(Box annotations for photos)
***
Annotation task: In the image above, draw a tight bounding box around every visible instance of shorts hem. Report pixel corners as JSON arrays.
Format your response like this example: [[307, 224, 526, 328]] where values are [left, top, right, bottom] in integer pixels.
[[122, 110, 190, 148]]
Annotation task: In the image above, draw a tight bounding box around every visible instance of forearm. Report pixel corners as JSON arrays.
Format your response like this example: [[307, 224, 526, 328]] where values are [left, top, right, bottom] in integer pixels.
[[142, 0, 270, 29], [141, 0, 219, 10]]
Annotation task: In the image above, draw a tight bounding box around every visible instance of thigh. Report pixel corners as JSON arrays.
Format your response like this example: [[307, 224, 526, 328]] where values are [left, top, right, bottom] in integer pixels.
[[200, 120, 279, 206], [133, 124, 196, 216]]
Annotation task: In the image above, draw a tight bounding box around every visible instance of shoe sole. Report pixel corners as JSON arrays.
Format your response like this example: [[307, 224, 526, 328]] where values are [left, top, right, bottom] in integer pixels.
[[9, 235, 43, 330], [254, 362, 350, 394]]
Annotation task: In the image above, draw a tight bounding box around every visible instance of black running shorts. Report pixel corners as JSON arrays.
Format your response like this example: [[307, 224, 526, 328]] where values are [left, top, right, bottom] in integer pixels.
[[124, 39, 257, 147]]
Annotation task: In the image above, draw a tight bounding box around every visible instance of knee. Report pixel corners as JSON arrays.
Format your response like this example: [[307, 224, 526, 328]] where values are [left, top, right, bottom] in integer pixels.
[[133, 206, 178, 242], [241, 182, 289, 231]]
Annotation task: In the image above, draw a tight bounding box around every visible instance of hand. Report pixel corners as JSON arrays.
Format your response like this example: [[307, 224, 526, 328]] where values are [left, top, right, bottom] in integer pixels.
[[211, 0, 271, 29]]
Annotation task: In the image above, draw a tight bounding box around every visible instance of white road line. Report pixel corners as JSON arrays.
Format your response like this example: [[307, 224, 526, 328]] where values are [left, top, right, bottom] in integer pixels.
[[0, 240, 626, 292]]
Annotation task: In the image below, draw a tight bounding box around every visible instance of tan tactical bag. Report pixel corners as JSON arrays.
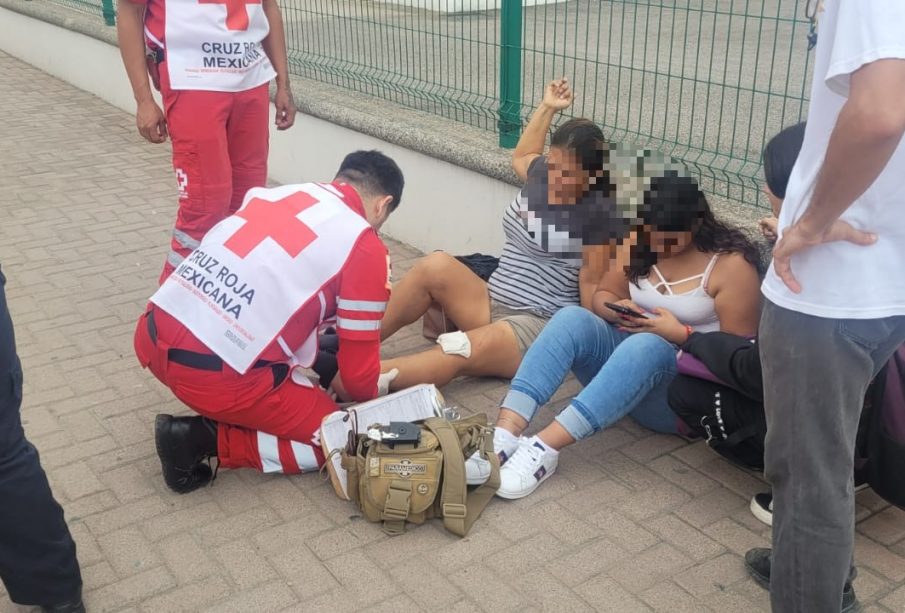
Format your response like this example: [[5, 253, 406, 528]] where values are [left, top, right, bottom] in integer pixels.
[[342, 415, 500, 536]]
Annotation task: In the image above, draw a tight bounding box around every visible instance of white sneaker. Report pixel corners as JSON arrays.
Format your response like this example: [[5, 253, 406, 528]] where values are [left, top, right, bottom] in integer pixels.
[[749, 492, 773, 526], [496, 437, 559, 500], [465, 432, 519, 485]]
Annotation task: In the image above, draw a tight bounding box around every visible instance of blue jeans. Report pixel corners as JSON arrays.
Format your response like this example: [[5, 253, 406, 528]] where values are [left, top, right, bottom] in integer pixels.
[[503, 306, 677, 440]]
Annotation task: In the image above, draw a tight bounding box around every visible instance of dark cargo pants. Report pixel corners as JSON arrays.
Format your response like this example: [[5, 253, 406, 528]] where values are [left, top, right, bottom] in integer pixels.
[[0, 272, 82, 605], [759, 302, 905, 613]]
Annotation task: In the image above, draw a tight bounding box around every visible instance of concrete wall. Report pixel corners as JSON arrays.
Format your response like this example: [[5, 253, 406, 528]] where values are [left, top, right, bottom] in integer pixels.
[[0, 0, 516, 254]]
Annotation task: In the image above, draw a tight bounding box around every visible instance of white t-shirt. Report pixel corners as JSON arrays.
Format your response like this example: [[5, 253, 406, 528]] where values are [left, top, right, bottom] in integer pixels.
[[763, 0, 905, 319]]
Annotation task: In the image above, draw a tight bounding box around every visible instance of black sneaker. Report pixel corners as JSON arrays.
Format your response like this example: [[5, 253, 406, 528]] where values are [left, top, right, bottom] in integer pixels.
[[154, 415, 217, 494], [41, 590, 85, 613], [745, 547, 861, 613], [751, 492, 773, 526]]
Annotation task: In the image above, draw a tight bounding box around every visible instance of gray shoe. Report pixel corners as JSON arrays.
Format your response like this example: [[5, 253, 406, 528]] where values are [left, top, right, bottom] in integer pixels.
[[745, 547, 861, 613]]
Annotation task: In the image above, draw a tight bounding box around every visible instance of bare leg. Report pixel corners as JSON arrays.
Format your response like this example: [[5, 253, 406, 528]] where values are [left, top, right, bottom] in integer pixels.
[[537, 420, 575, 451], [380, 251, 490, 342], [380, 321, 522, 391], [496, 407, 528, 436]]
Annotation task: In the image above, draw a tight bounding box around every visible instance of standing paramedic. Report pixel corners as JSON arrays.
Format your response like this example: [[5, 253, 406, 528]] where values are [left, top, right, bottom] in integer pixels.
[[116, 0, 296, 283], [746, 0, 905, 613], [135, 151, 403, 493]]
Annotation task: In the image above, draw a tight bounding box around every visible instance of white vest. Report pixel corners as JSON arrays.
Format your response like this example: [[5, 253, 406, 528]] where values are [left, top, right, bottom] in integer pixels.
[[151, 183, 370, 374], [164, 0, 276, 92]]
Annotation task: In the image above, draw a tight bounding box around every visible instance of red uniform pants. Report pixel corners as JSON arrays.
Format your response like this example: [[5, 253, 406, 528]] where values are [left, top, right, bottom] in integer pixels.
[[160, 69, 270, 283], [135, 315, 337, 473]]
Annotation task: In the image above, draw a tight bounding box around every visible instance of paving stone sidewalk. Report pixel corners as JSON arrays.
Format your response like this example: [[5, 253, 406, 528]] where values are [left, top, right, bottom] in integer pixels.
[[0, 53, 905, 613]]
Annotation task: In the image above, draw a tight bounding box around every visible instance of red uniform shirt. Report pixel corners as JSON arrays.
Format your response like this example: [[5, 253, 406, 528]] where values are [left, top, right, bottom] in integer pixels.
[[155, 183, 390, 402]]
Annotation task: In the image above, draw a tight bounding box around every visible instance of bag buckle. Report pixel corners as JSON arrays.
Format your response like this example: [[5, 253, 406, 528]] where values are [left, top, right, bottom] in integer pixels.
[[443, 502, 468, 519]]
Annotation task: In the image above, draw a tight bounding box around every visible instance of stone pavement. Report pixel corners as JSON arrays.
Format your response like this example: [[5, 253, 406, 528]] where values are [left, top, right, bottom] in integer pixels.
[[0, 53, 905, 613]]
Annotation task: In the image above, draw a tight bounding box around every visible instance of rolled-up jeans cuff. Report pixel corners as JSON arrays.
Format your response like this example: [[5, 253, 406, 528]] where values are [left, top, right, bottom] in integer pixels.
[[556, 404, 595, 441], [501, 389, 538, 422]]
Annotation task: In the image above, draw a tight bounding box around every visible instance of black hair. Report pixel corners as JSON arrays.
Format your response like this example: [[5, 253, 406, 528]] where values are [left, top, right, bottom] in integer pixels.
[[336, 150, 405, 211], [763, 122, 806, 198], [550, 118, 607, 177], [625, 172, 760, 285]]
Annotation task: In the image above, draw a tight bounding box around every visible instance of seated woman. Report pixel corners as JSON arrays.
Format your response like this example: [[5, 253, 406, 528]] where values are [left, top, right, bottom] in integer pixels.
[[370, 79, 628, 390], [466, 164, 760, 498]]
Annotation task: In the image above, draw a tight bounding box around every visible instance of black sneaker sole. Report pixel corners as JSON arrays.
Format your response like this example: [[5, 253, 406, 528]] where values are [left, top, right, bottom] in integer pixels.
[[745, 560, 862, 613], [154, 413, 213, 494]]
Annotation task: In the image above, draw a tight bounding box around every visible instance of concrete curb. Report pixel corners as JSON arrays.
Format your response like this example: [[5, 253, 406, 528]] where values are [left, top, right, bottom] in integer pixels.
[[0, 0, 769, 253], [0, 0, 520, 186]]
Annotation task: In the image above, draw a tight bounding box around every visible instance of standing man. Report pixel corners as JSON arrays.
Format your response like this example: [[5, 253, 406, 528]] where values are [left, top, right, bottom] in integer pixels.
[[117, 0, 296, 283], [0, 272, 85, 613], [746, 0, 905, 613], [135, 151, 403, 493]]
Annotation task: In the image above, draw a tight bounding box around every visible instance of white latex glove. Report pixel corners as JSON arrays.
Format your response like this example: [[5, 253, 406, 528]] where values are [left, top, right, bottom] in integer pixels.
[[377, 368, 399, 398]]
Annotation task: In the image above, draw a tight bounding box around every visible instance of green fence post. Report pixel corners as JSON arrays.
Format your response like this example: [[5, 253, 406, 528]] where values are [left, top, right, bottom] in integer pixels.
[[497, 0, 522, 149], [102, 0, 116, 26]]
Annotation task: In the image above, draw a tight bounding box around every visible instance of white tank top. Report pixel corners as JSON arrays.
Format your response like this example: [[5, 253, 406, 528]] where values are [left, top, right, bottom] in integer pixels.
[[629, 254, 720, 332]]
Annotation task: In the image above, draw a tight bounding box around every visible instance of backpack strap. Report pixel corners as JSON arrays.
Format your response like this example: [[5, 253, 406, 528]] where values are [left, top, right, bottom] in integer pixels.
[[383, 479, 412, 536], [424, 417, 500, 536]]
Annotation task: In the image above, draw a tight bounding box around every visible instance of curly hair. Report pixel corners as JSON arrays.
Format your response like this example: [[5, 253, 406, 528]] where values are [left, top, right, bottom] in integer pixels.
[[625, 173, 761, 285], [550, 117, 607, 176]]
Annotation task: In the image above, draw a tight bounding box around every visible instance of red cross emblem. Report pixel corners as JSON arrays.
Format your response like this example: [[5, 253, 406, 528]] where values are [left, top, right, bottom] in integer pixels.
[[223, 192, 318, 259], [198, 0, 262, 30]]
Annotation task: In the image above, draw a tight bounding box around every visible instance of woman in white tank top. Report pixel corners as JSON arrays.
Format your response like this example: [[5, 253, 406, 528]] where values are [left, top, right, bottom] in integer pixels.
[[468, 173, 760, 498]]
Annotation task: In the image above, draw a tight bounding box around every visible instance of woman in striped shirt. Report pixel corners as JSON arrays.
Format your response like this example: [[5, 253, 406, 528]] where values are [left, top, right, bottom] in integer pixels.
[[382, 79, 628, 390]]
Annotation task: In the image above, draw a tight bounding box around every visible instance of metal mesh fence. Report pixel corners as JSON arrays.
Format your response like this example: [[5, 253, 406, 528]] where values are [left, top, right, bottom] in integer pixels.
[[283, 0, 809, 204], [522, 0, 809, 203]]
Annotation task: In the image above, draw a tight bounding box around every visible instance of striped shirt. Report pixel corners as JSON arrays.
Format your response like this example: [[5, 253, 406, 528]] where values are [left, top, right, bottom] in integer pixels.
[[488, 157, 616, 317]]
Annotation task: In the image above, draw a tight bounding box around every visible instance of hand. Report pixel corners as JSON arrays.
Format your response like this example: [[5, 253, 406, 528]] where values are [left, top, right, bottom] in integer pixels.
[[273, 87, 296, 130], [773, 220, 877, 294], [135, 100, 167, 143], [543, 77, 573, 111], [608, 298, 645, 328], [758, 216, 779, 243], [620, 309, 688, 345]]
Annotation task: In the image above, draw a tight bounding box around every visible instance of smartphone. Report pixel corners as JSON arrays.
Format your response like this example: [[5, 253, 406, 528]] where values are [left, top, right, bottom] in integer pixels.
[[603, 302, 649, 319]]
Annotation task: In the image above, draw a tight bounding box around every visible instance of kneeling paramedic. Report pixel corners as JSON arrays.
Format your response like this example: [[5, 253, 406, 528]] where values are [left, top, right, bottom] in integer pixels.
[[135, 151, 404, 493]]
***
Arrange the listing, from its first line through the line with "[[142, 0, 270, 29], [141, 0, 219, 10]]", both included, as a Markdown table with the columns Row and Listing line. Give each line a row number and leave out blank lines.

| Row | Listing line |
|---|---|
| 1 | Annotation task: In the image above, draw a tight bounding box around every visible instance of shorts hem. Report pixel corners as JSON arrays. |
| 2 | Format your response like this example: [[307, 224, 526, 328]] where values are [left, top, right, bottom] in integer pixels. |
| 3 | [[122, 110, 190, 148]] |
| 4 | Annotation task: In the image above, draw a tight bounding box around every visible instance of forearm. Report pixel corners as JSON arrays. |
| 5 | Format your response like this example: [[307, 224, 526, 328]] where values are [left, top, right, bottom] in integer pixels. |
| 6 | [[142, 0, 270, 29], [141, 0, 219, 10]] |